**Exercício 1:** Organize em uma tabela Markdown as linhas dos registros abaixo, da linha com "Can you find the blue" até o fim dos registros, usando as colunas Número e Linha. Deixe de fora as linhas em branco.

**Texto extraído:**
Único estado comandado pela esquerda no Sudeste, Espírito Santo soma vitórias contra o crime
A intenção é mostrar como um governo fora do campo da direita pode ser implacável contra a violência

Em 2011, a criminalidade era uma chaga para a população do Espírito Santo. Na época, o estado figurava em segundo lugar no ranking nacional da violência, com uma taxa de 56,4 homicídios por 100 000 habitantes — para comparação, o índice atual da Jamaica, hoje o país mais violento do mundo, é de 49,3. Foi nesse contexto brutal de insegurança que Renato Casagrande (PSB) assumiu pela primeira vez o comando do governo estadual. Já em 2025, em seu terceiro mandato, ele celebra os resultados de uma ampla reforma na segurança que, por meio de investimentos na modernização das polícias, inclusão social e policiamento preventivo, baixou as estatísticas de mortes violentas ao menor patamar em quase três décadas — a taxa atual de homicídios é de 17,62 por 100 000 habitantes. Dessa forma, o único estado do eixo Sul-Sudeste governado pela esquerda passou a ser visto como referência dentro desse espectro ideológico, que ainda hoje se mostra encurralado pelo desafio de combater a bandidagem sem rasgar a cartilha dos direitos humanos.
No cerne das vitórias do Espírito Santo contra o crime está o programa Estado Presente em Defesa da Vida, implementado pelo PSB no primeiro ano de gestão, que tirou as cidades capixabas do topo do ranking da violência e baixou números de homicídios de mais de 2 000 vítimas em 2011 para 852 em 2024. O modelo une, sob o mesmo prisma, a expansão das políticas de educação, esporte e cultura em áreas vulneráveis com investimentos amplos em tecnologia — a polícia conta hoje com 1 500 câmeras com reconhecimento de rostos e placas de veículos nas ruas do estado, além de outras quinhentas nos ônibus da região metropolitana, monitoramento eletrônico de presos no regime semiaberto e armamentos potentes para patrulhar regiões com forte presença do tráfico. O caso capixaba chama a atenção também pelo expressivo aumento da letalidade policial: o número de mortos foi de 33 em 2018 para 78 no ano passado. “Não temos a cultura de que bandido bom é bandido morto”, disse Casagrande a VEJA, respondendo às críticas relativas a esse crescimento (leia a entrevista abaixo). “Nosso método é enfrentar os criminosos com fortalecimento das forças de segurança e inteligência.”

**Dados fornecidos:**
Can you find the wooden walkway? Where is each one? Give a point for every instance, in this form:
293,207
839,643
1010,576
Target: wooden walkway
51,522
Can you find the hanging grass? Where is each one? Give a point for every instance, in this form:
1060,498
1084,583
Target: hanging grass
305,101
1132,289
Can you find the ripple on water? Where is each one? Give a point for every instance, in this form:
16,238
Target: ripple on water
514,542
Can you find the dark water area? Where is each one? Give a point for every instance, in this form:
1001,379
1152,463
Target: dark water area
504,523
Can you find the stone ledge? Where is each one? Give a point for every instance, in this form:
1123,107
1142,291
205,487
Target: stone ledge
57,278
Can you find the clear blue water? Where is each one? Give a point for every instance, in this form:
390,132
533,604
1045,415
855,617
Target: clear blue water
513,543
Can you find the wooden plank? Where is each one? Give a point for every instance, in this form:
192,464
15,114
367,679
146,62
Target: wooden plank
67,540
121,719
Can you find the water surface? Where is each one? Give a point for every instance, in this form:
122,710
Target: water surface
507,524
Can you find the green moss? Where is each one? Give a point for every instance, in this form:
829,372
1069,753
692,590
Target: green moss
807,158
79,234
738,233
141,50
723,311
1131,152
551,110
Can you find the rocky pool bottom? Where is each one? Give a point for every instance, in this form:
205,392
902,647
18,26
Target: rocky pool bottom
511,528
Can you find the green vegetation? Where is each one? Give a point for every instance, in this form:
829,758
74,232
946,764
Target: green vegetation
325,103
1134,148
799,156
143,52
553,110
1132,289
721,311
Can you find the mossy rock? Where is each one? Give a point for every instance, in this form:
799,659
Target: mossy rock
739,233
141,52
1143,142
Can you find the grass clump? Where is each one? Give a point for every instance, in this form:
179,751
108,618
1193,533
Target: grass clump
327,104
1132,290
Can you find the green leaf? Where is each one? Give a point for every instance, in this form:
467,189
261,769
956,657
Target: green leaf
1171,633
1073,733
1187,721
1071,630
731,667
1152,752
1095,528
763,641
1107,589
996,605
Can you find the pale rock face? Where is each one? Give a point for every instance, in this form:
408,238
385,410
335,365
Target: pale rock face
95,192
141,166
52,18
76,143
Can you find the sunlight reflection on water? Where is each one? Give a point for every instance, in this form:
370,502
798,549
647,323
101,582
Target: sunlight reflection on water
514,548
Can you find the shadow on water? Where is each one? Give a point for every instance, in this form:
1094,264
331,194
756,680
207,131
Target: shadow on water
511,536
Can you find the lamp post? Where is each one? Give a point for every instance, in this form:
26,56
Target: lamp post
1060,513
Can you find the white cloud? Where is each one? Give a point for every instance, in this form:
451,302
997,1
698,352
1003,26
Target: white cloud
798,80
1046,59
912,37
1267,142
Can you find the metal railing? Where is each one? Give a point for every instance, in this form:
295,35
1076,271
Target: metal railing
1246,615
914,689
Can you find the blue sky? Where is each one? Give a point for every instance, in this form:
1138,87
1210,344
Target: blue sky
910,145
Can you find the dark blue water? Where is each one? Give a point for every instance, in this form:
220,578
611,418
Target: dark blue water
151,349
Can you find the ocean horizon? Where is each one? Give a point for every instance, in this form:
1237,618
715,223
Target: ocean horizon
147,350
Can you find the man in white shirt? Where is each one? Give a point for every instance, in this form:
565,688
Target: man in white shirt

**Exercício 2:** Resuma em duas frases o texto sobre a segurança no Espírito Santo.

**Resposta escrita 1:**
| Número | Linha |
|---|---|
| 1 | Can you find the blue sky? Where is each one? Give a point for every instance, in this form: |
| 2 | 1138,87 |
| 3 | 1210,344 |
| 4 | Target: blue sky |
| 5 | 910,145 |
| 6 | Can you find the dark blue water? Where is each one? Give a point for every instance, in this form: |
| 7 | 220,578 |
| 8 | 611,418 |
| 9 | Target: dark blue water |
| 10 | 151,349 |
| 11 | Can you find the ocean horizon? Where is each one? Give a point for every instance, in this form: |
| 12 | 1237,618 |
| 13 | 715,223 |
| 14 | Target: ocean horizon |
| 15 | 147,350 |
| 16 | Can you find the man in white shirt? Where is each one? Give a point for every instance, in this form: |
| 17 | 565,688 |
| 18 | Target: man in white shirt |

**Resposta escrita 2:** Sob o governo de Renato Casagrande (PSB), o Espírito Santo, que em 2011 ocupava o segundo lugar no ranking nacional da violência, baixou a taxa de homicídios para 17,62 por 100 000 habitantes, o menor patamar em quase três décadas. O resultado se deve ao programa Estado Presente em Defesa da Vida, que une políticas de educação, esporte e cultura em áreas vulneráveis a investimentos em tecnologia policial, embora o número de mortos pela polícia tenha subido de 33 em 2018 para 78 no ano passado.